Fragmento de diario
....

El toque surrealista de mi tarde se incrementa exponencialmente por la noche, de nuevo en una discoteca. Toda mi vida he escuchado advertencias por parte de mis referentes en el periodismo acerca de que escribir en un periódico no aumenta tus credenciales para la seducción del sexo opuesto. Visto lo visto, me temo que, una vez más, el mayor éxito del diablo consiste en convencer a todos de su inexistencia. El resultado final es lo de menos, da igual que el escarceo se materialice en un polvo comme il faut o en un mero restregón casi adolescente: lo que cuenta es la intención. Como con un pase de Guti o con el comunismo, las dos grandes utopías humanas. 

DOMINGO
Me topo con Jabois en una caseta de la feria del libro, y charlamos con una confianza injustificada y maravillosa. Él da por hecho que soy periodista, yo no me atrevo a desmentirlo del todo y el encuentro queda registrado para la posteridad en una dedicatoria mucho más íntima de lo que parece. Las horas posteriores con P. e I. suponen la rúbrica perfecta para que, en el bus de vuelta a La Rioja, me afane en cuadrar de inmediato las fechas para una próxima bajada. 

LUNES
Paseo con una inquieta E. y a continuación veo Rocket Man con H., en la sesión nocturna. La película me resulta muy entretenida, y, como siempre, nos reímos bastante con nuestras bufonadas compartidas. Queda de manifiesto que ambos formamos un tándem estupendo para ir al cine. Algo nada baladí, aunque evito darle más vueltas. 

MARTES
Por primera vez en años, vuelvo a soñar con L. Los besos que nos damos tienen una importancia psicoanalítica relativa, probablemente agradables vestigios del ardoroso finde previo. Sin embargo, la música que suena de fondo en la onírica escena, Rock and Roll suicide de Bowie, me sobrecoge ligeramente. Se trata -ah, pérfida conciencia- de una de esas canciones que no pude volver a escuchar sino hasta muchos meses después de nuestra ruptura. Y que, a base de evocar una suma de momentos precisos, abarca una relación entera, incluso distinguiendo entre etapas gracias a la letra y a una melodía que acelera su ritmo. Un comienzo suave, de gestos envueltos en un coqueteo elegante (you pull on your finger, then another finger, then your cigarette), un vínculo cada vez más afín y cómplice (don't let the sun blast your shadow), a cada compás menos impostado, y, finalmente, el surgimiento de una fascinación basada en la naturalidad, que se va atropellando, presa del entusiasmo, hasta derramarse a gritos, mi boca dentro de la suya, en una fría noche de otoño, You are not alone, gimme your hands cause you're wonderful

Y, entonces, un final abrupto que te deja sediento. Una canción de tres minutos que pedía, como mínimo, seis o siete. La vida.

....

Extractos del conjunto

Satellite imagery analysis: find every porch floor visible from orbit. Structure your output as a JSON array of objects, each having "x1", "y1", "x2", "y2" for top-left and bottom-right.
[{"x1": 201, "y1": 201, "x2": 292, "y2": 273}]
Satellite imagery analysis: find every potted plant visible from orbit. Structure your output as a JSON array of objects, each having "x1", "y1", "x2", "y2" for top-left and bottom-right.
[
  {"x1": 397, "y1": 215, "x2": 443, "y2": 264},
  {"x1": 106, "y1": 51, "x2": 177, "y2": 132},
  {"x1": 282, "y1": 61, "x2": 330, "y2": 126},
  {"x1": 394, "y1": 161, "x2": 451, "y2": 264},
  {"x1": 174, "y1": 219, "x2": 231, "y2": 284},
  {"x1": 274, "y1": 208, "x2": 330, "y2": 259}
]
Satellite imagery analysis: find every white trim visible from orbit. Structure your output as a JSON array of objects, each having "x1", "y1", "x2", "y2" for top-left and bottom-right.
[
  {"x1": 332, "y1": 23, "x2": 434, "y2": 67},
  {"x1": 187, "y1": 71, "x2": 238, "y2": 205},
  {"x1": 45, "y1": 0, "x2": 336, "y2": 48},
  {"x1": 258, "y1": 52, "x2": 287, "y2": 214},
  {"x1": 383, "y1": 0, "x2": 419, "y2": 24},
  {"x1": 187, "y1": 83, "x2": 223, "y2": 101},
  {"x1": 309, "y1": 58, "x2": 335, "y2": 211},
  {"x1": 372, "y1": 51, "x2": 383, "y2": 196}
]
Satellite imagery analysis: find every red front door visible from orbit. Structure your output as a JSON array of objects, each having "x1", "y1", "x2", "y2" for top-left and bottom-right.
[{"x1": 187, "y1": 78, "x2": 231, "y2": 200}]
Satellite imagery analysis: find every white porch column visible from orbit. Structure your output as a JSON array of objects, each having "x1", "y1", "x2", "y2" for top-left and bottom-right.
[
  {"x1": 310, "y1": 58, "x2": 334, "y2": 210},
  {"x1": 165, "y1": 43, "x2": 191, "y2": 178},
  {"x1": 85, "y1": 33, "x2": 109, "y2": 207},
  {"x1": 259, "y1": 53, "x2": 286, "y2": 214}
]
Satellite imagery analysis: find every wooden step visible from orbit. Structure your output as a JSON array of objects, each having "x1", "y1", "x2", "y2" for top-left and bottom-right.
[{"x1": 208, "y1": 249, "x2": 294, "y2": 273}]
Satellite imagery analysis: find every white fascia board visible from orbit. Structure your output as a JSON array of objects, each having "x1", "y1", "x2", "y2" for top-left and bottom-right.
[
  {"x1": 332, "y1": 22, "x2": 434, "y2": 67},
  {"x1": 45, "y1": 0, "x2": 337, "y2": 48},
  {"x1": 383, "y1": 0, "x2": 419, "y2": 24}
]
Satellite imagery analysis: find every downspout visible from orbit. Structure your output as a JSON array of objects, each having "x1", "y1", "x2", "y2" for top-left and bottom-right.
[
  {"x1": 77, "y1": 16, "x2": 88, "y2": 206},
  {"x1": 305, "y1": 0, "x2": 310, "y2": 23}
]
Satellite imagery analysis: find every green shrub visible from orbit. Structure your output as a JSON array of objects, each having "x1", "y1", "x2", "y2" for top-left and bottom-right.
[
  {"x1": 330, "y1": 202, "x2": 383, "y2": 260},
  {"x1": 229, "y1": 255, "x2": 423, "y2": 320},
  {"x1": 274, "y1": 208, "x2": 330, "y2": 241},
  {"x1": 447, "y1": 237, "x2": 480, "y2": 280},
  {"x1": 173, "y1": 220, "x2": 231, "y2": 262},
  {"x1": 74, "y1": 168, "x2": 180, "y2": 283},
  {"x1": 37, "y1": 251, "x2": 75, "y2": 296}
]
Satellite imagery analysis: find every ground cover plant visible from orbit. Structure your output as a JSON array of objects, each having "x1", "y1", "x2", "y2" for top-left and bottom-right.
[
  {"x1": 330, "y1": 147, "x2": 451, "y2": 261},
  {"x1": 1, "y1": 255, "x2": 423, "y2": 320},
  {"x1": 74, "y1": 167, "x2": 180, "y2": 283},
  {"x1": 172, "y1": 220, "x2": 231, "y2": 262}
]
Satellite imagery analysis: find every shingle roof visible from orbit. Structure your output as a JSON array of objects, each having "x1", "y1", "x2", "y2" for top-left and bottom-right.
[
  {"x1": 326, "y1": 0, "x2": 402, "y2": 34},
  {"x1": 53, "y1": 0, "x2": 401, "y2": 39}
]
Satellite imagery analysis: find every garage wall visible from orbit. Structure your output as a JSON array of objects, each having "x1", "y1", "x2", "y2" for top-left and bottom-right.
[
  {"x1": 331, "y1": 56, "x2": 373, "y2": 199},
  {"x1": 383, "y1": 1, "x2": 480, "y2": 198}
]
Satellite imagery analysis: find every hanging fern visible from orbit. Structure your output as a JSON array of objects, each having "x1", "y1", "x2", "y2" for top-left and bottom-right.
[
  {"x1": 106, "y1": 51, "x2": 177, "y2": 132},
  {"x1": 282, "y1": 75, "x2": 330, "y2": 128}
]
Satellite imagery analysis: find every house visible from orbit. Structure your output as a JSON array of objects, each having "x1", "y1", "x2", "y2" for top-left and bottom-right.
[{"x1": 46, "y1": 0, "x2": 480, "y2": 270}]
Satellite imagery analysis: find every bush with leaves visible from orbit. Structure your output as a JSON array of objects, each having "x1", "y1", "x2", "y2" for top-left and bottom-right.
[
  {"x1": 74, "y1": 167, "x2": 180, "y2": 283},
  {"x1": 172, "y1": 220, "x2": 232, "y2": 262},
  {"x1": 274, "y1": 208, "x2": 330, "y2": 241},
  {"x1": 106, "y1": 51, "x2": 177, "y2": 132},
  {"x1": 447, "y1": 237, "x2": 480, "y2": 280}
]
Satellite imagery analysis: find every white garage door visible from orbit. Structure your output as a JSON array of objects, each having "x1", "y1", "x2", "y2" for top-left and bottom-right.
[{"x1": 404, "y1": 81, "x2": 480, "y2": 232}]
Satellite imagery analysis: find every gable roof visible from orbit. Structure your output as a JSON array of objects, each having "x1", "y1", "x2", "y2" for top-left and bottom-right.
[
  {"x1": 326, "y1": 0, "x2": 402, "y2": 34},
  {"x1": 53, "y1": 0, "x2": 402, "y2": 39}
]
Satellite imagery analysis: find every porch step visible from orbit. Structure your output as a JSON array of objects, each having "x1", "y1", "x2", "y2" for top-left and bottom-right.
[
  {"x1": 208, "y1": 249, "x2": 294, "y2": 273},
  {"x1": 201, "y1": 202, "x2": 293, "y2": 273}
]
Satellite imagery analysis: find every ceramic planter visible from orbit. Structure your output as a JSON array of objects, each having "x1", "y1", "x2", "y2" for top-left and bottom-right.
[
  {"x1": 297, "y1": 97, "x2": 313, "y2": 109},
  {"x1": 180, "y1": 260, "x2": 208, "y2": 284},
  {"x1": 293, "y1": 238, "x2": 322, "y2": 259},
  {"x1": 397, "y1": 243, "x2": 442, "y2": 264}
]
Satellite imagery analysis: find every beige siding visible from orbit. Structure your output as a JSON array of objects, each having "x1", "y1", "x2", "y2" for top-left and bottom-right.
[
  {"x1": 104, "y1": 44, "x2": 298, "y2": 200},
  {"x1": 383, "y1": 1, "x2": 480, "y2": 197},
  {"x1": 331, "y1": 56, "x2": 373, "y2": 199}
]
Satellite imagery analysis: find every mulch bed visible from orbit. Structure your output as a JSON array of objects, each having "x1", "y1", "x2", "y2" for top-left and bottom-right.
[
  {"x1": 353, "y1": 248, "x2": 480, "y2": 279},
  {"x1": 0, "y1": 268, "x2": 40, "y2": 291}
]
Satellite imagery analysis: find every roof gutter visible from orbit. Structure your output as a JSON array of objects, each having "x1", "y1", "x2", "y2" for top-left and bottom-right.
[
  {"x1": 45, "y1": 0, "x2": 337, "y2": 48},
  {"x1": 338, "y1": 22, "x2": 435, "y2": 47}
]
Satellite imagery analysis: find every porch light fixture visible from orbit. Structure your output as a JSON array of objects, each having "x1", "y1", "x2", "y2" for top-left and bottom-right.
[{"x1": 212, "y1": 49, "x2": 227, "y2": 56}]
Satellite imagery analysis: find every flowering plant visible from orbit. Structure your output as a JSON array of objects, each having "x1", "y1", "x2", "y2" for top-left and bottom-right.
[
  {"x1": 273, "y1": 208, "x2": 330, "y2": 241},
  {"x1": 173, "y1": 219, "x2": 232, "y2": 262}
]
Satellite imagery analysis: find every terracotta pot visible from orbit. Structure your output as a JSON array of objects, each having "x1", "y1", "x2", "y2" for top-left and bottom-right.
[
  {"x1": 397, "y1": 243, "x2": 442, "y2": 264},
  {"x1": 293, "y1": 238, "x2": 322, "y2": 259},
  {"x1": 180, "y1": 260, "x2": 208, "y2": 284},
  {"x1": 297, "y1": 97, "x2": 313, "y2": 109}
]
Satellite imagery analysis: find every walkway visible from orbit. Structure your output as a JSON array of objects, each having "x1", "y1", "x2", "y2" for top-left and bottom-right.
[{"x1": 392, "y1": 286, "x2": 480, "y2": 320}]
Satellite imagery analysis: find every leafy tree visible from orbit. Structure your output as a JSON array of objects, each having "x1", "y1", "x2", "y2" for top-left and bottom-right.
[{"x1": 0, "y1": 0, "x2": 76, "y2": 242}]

....

Tareas
- A) Por favor, convierte en una lista el párrafo del fragmento de diario que empieza con «Me topo con Jabois» y conserva sus hechos principales.
- B) Continúa el fragmento de diario a partir de su última frase.

Respuestas
- A)
- Me encuentro con Jabois en una caseta de la feria del libro y charlamos con una confianza injustificada y maravillosa.
- Él da por hecho que soy periodista, y yo no me atrevo a desmentirlo del todo.
- El encuentro queda registrado en una dedicatoria mucho más íntima de lo que parece.
- Después paso unas horas con P. e I.
- En el bus de vuelta a La Rioja me afano en cuadrar las fechas para una próxima bajada.

- B)
JUEVES
Lisboa, prueba evidente de la belleza que esconde cierta decadencia -como se empeña en recordarnos mi querida M. a cada paso-, combina monumentos señoriales con ruinas aún más morales que estéticas. El carácter heterogéneo de las piezas que configuran el agregado arquitectónico se me antoja comparable a la diversidad presente en el grupo de compañeros que hemos conformado esta pandilla viajera. Rematadamente distintos, apenas un hilo común nos sostiene. Y, pese a todo, la paella no sabe mal. La serendipia también tiene cabida en el terreno de las amistades.

MARTES
Termino la novelita El bigote, de Carrère, y mi recorrido por las carreteras del Algarve coincide con la huida hacia delante del protagonista para no afrontar su locura, lo que me deja una sensación extraña, como si de alguna forma el sur de Portugal resultase mi propia huida de la rutina logroñesa. Afortunadamente, un paseo de tres horas por Sevilla me borra de la cabeza estas identificaciones excesivas, probablemente fruto de mi falta de sueño. Los próximos días en Granada me tonificarán: el mes está siendo glorioso.